WRITTEN TASKS:
1. What rate will corporation tax be reduced to, according to the Autumn Statement 2016 summary?
2. Using the Autumn Statement 2016 summary, explain why the writers consider the withdrawal of the 5% expenses allowance for public sector workers poorly justified.
3. Reproduce the Autumn Statement 2016 summary from "If you have a" up to and including "consider this option.".

EXCERPTED PASSAGE:
=-=-=
Autumn Statement 2016: Key points

The Chancellor reported that the IMF predicts the British economy will be the fastest growing major economy in the world this year, and announced a raft of investment plans for infrastructure, with particular emphasis on information technology, research and development.

The details released today are shown below, but it was not a list of measures designed to help the freelancer or project based worker. In particular:

  • The planned IR35 changes in the public sector are still scheduled to go ahead, despite the lack (so far) of a working status assessment tool, or a mechanism of payment. Read our other posts for more detail on this.
  • The long standing 5% expenses allowance an IR35 company is allowed to use is being withdrawn for public sector workers, with very weak justification. The allowance was intended to reflect the costs, often not monetary, of running your own business, which have not gone away.
  • The VAT Flat Rate Scheme, used perfectly properly by a huge number of small businesses for many years is to be amended from April 2017, reducing the financial benefits of the scheme to almost nothing for some workers. The administrative benefits will remain.
  • There was a tone running through the statement of dissatisfaction with compliance in the freelancer community. While we accept that there are non-compliant operators in the sector, we feel there has been an oversimplification of the issues, and a lack of acknowledgement of the efforts by, and clients of, compliant advisors such as ourselves.  We find this tone disappointing.

If you have a company and are contracting to the public sector, do contact us to discuss your options.  We’d be very happy to take care of your affairs through our umbrella company if you have to consider this option.

Detailed measures:


  • Income tax threshold to be raised to £11,500 in April, from £11,000 now
  • Higher rate income tax threshold to rise to £50,000 by the end of the Parliament
  • Corporation tax will be reduced to 17%
  • Tax savings on salary sacrifice and benefits in kind, such as gym membership and mobile phone deals, to be stopped, with exceptions for ultra-low emission cars, pensions, childcare and cycling
  • National Living Wage to rise from £7.20 an hour to £7.50 from April next year
  • Employee and employer National Insurance thresholds to be equalised at £157 per week from April 2017
  • Insurance premium tax to rise from 10% to 12% next June
  • New savings bond launched with an interest rate of 2.2%
  • £2bn will be raised from abolishing tax advantages and targeting tax avoidance


  • Universal Credit taper rate to be cut from 65% to 63% from April at a cost of £700m
  • No plans for further welfare savings in this Parliament


  • Ban on upfront fees to tenants charged by letting agents in England “as soon as possible”
=-=-=
DATA ENTRIES:
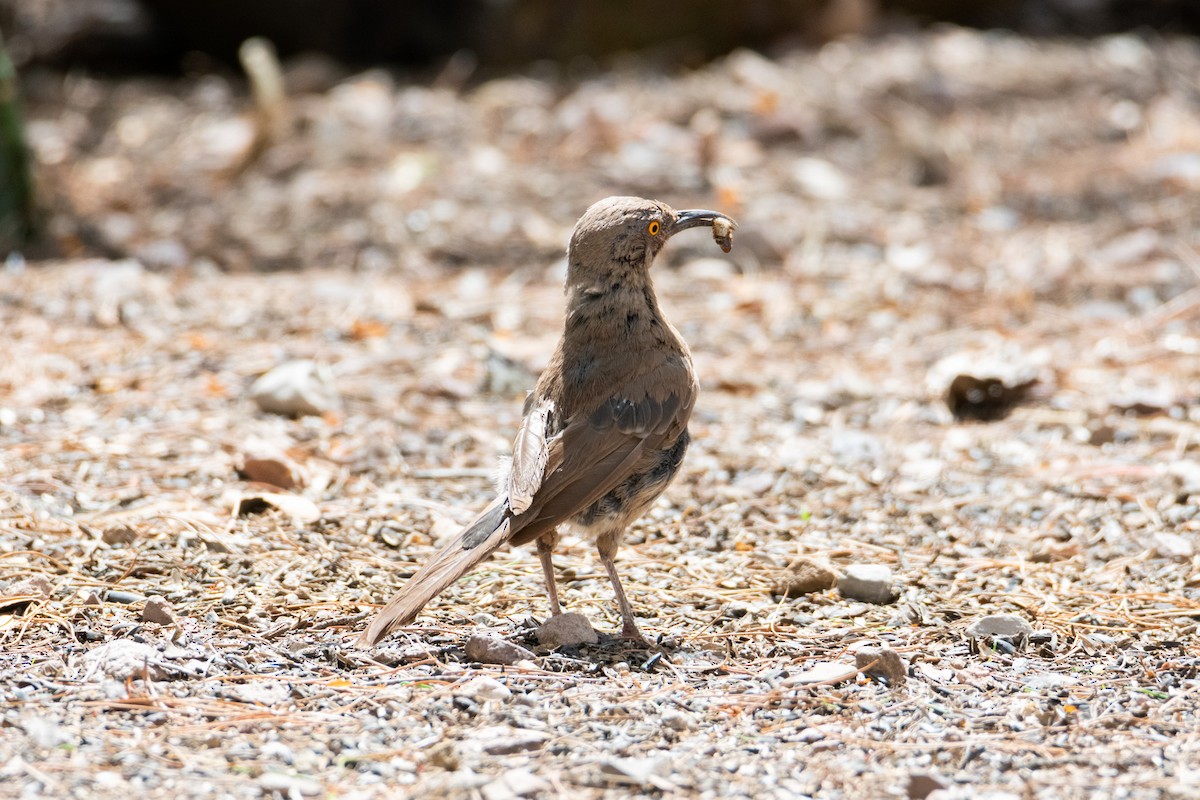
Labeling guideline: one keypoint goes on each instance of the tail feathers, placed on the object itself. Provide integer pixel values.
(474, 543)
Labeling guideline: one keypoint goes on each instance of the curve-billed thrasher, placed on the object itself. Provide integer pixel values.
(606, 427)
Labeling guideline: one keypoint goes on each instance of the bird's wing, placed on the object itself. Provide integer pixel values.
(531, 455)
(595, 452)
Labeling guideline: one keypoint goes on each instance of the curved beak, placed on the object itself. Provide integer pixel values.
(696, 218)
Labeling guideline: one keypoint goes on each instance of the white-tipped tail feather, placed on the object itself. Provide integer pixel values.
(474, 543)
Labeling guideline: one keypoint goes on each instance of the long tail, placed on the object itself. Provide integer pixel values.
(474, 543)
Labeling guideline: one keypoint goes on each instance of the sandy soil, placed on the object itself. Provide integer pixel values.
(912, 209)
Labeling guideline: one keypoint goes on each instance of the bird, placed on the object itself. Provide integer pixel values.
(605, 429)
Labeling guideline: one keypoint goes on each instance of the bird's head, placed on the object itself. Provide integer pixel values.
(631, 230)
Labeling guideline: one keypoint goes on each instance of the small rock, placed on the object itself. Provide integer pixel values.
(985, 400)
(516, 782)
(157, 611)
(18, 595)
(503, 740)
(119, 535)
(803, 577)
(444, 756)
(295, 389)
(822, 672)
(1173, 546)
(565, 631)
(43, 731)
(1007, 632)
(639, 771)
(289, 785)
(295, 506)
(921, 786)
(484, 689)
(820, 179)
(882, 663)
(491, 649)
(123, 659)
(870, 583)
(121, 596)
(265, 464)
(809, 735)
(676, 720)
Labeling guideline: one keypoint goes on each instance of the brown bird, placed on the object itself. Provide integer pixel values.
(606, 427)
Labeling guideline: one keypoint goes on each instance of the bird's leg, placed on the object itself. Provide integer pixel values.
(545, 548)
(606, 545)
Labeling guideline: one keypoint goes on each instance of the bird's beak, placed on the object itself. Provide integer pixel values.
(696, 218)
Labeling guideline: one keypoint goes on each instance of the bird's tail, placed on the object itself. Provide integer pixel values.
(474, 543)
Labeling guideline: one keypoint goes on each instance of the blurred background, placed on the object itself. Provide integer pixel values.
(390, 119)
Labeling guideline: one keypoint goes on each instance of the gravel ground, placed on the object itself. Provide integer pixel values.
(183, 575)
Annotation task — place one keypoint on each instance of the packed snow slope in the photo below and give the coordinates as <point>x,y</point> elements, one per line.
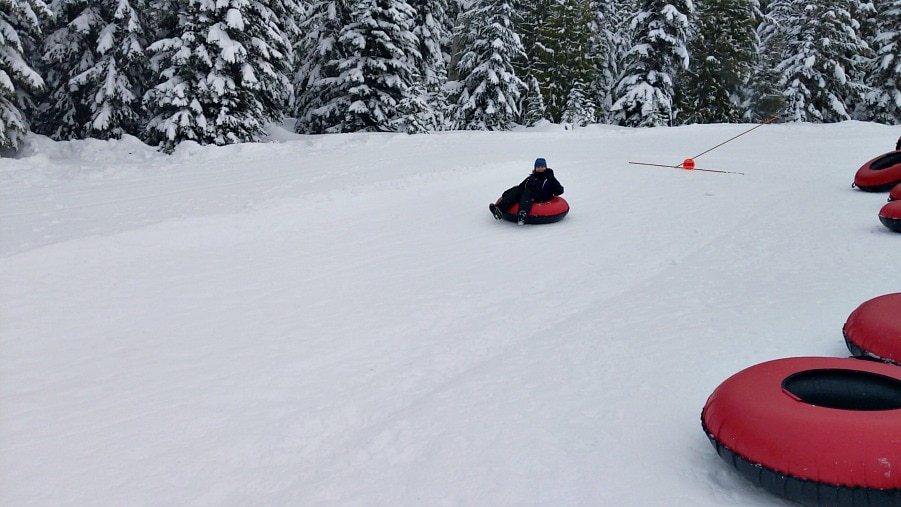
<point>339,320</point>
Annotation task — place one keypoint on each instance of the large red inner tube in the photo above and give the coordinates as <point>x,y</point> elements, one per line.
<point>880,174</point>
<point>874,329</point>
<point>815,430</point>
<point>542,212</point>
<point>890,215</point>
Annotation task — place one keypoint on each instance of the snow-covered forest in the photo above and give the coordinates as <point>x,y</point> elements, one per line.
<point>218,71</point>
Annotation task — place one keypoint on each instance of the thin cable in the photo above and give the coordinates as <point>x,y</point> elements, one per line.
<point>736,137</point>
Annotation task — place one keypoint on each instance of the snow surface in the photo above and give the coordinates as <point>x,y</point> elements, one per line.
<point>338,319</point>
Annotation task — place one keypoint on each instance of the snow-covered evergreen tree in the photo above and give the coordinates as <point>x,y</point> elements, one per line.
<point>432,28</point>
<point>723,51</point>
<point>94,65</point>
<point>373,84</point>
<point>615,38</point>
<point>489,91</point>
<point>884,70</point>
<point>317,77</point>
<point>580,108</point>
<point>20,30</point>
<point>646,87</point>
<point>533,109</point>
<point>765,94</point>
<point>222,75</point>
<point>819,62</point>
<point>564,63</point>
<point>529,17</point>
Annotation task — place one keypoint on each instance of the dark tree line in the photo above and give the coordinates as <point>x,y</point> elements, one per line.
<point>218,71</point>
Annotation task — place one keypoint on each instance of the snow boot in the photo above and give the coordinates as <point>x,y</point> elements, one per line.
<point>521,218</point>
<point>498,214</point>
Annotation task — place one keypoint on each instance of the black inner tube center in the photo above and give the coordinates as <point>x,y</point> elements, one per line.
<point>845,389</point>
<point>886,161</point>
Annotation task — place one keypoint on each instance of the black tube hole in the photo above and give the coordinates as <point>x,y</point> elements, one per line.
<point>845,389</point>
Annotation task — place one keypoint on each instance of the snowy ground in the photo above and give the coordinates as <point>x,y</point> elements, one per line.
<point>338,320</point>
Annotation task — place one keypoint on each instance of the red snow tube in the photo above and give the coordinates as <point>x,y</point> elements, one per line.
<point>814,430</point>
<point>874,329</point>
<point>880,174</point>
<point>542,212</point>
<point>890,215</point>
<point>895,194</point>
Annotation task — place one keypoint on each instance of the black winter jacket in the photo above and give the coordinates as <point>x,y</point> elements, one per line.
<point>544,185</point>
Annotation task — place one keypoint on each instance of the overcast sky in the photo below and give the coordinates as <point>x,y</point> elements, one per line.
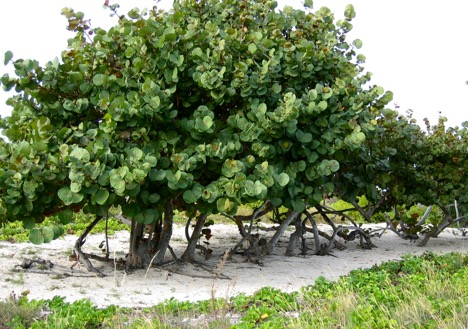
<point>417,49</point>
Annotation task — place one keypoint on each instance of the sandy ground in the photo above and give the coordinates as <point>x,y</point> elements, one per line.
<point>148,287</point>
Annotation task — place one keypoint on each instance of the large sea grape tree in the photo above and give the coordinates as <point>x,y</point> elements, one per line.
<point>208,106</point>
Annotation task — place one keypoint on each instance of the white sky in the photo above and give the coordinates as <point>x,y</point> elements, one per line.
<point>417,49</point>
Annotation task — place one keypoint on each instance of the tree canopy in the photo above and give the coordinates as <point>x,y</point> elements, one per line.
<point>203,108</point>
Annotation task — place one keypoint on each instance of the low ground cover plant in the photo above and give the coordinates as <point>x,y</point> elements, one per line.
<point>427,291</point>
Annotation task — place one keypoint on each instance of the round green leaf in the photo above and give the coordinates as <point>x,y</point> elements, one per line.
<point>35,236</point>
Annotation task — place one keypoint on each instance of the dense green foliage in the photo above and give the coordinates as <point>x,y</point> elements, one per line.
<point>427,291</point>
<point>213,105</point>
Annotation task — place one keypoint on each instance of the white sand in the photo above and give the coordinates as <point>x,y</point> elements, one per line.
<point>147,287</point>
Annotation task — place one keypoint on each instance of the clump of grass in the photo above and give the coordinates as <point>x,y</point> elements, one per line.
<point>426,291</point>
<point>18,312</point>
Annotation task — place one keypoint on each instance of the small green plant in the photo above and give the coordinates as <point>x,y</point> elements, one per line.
=-=-=
WRITTEN RESPONSES:
1. Corporation tax will be reduced to 17%.

2. The allowance was meant to reflect the costs of running your own business, which are often not monetary. The writers point out that those costs have not gone away, so they see the justification for withdrawing it as very weak.

3.
If you have a company and are contracting to the public sector, do contact us to discuss your options.  We’d be very happy to take care of your affairs through our umbrella company if you have to consider this option.